=== Extracted material ===
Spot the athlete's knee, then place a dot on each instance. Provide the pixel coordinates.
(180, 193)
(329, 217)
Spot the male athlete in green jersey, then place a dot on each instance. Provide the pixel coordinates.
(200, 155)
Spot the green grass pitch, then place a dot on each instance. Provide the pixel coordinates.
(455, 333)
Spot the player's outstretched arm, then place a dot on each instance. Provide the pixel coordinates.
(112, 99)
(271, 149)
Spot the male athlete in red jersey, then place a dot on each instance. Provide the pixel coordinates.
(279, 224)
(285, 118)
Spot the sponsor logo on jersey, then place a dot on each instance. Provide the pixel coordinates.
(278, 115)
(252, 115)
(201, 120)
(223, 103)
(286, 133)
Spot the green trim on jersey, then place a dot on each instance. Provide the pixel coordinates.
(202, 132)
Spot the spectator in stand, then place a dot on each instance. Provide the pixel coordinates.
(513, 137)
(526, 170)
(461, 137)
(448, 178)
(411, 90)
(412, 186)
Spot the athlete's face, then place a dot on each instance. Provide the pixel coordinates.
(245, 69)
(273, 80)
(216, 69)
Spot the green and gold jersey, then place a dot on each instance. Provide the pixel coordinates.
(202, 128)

=== Task instructions ===
Reproduce the records in full, exactly as written.

=== Completed task ===
Spot the athlete's knee, then place a dot on each instance. Provide the pixel coordinates.
(180, 193)
(329, 217)
Spot the male athlete in green jersey, then place a dot on each instance. Provide the pixel coordinates.
(200, 155)
Spot the green grass pitch, then place a dot on each instance. Provide the pixel coordinates.
(455, 333)
Spot the player's outstretched arm, then place a dot on each instance. Provide the pixel coordinates.
(112, 99)
(271, 149)
Spot the male athlete in red jersey, then place a dot on each instance. Provide the pixel coordinates.
(279, 224)
(285, 118)
Spot the sponsor logo on jersey, then place a dot on each instance. Provide the pixel coordinates.
(278, 115)
(252, 115)
(201, 120)
(223, 103)
(286, 133)
Spot the green trim on jersey, then place a dot on each instance. Provide the pixel coordinates.
(202, 132)
Spot the spectator in stand, then place a dot on each instance. Provide the pixel coordinates.
(513, 137)
(526, 170)
(461, 137)
(448, 178)
(411, 90)
(412, 186)
Spot the athlete's face, then place a dot on each instance. Provide the pixel coordinates.
(245, 69)
(273, 80)
(216, 69)
Spot the green and gold jersey, then place a dot on each instance. Provide the pixel coordinates.
(202, 128)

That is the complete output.